> _Activity 1_
According to the article on attacks on journalists in Tripura, which newspaper received a legal notice on September 13?
> _Activity 2_
Please carry the article on attacks on journalists in Tripura forward from its closing quoted statement.

> _Reading text_
______

CPJ slams attacks on Indian journalists, newspaper in India’s Tripura state

CPJ slams attacks on Indian journalists, newspaper in India's Tripura state
CPJ slams attacks on Indian journalists, newspaper in India's Tripura state

NEW YORK, Sep 17 (APP): The Committee to Protect Journalists (CPJ), an independent watchdog body, has voiced concern over attacks on journalists in India’s Tripura state following critical reports in the media about alleged mishandling the coronavirus pandemic that drew grim warnings from the state’s state Chief Minister Biplab Deb.

In a statement, CPJ urged Tripura authorities drop any legal threats against publications there, thoroughly investigate attacks on journalists, and guarantee press freedom in the state.

On September 11, Chief Minister Deb, a member of India’s ruling Bharatiya Janata Party (BJP), condemned recent local news coverage of the coronavirus pandemic, which he alleged overstated the severity of the crisis, saying, “history will not forgive them [journalists], I shall not forgive them either,” according to news reports and a video of his remarks shared on Twitter cited by CPJ.

The following day, unidentified individuals beat up Parashar Biswas, a reporter with Bengali-language daily Syandan Patrika, at his home in Tripura’s Dhalai district, according to news reports and his editor Subal Kumar Dey, who CPJ said spoke with its officials over the phone.

The attack came shortly after Biswas posted a video on his personal Facebook page, where he frequently posts his reporting, criticizing Deb’s comments and accusing the state government of mishandling the pandemic and unfairly blaming journalists.

On September 13, Shailendra Yadav, district magistrate and collector of West Tripura district, who reports to Chief Minister Deb’s government, issued a legal notice to Bengali-language newspaper Dainik Sambad, alleging that three articles in the paper criticizing the state’s handling of the pandemic violated the law, according to reports and a copy of the notice which CPJ said it had reviewed.

“CPJ is concerned by recent disparaging remarks against the Indian press made by Tripura state Chief Minister Biplab Deb, which were followed by violence and legal threats against journalists,” CPJ senior Asia researcher Aliya Iftikhar said in a statement. “The Tripura government should reaffirm its commitment to press freedom, and should ensure that the legal threats are dropped, the attack on journalist Parashar Biswas is thoroughly investigated, and that the press can work freely.”

______

> _Data records_

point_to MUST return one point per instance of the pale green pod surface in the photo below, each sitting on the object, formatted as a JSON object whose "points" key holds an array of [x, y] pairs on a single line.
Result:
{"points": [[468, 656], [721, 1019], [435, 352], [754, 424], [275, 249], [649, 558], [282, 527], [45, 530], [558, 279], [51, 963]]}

______

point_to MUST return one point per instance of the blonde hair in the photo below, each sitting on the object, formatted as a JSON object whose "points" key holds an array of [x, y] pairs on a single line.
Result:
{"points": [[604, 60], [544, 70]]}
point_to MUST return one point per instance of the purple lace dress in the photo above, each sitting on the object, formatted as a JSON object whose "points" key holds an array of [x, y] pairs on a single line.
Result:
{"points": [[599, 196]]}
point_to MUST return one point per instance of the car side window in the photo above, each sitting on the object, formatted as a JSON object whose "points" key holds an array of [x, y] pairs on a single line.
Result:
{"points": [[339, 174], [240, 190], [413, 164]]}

______

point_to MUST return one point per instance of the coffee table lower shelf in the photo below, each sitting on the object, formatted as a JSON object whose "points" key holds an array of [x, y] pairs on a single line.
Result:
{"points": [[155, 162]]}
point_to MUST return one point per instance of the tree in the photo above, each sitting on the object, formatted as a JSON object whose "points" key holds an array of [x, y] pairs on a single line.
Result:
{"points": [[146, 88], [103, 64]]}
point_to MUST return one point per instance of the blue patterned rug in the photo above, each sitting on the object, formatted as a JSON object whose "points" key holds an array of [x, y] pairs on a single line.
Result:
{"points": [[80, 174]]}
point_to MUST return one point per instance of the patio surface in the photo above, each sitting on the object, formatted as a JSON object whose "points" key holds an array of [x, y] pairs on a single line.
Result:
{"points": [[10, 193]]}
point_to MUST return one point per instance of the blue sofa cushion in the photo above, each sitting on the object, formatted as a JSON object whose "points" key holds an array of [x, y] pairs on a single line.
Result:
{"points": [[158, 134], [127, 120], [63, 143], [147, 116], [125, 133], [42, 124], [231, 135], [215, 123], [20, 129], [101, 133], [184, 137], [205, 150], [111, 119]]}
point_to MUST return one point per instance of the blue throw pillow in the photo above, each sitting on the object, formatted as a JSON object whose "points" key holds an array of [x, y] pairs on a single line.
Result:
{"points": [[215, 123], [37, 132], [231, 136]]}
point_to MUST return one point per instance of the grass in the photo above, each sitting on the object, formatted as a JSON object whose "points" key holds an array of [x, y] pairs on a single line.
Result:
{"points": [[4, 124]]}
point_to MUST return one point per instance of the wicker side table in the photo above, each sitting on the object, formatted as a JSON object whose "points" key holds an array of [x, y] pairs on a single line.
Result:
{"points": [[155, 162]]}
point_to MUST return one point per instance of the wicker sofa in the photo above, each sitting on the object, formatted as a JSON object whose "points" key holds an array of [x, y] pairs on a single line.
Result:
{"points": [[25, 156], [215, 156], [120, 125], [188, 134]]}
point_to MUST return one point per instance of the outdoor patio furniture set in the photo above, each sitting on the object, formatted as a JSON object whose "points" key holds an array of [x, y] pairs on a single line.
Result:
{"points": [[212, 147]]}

______

> _Answer space 1_
Dainik Sambad, a Bengali-language newspaper.

> _Answer space 2_
Dey told CPJ that he suspected Bharatiya Janata Party members were behind the attack on Biswas, noting that the attack came so quickly after Biswas posted his comments critical of Deb, and said that Biswas did not have any enemies.

The party’s Tripura state spokesperson denied any connection to the attack, according to reports.

Dey, the editor, said that Biswas was hospitalized with injuries to his head and face following the attack, was discharged from the hospital on Tuesday, and plans to return for a CT scan.

CPJ said Additional Director General of Police Rajiv Singh did not respond to its text message request for comment. He told NDTV that the police are investigating the attack. The police have not made any arrests as of today, Dey said.

The Tripura Assembly of Journalists, an umbrella body of various journalists’ groups, issued a statement reviewed by CPJ claiming that journalists have been threatened and attacked throughout the state following Deb’s comments.

Separately in Tripura state, on September 12, seven to eight men threatened Ashok Dasgupta, a reporter for local news channel News Today and the Tripura Khabar newspaper, in South Tripura while he was reporting on a water shortage in the area, according to the journalist, who spoke to CPJ over the phone.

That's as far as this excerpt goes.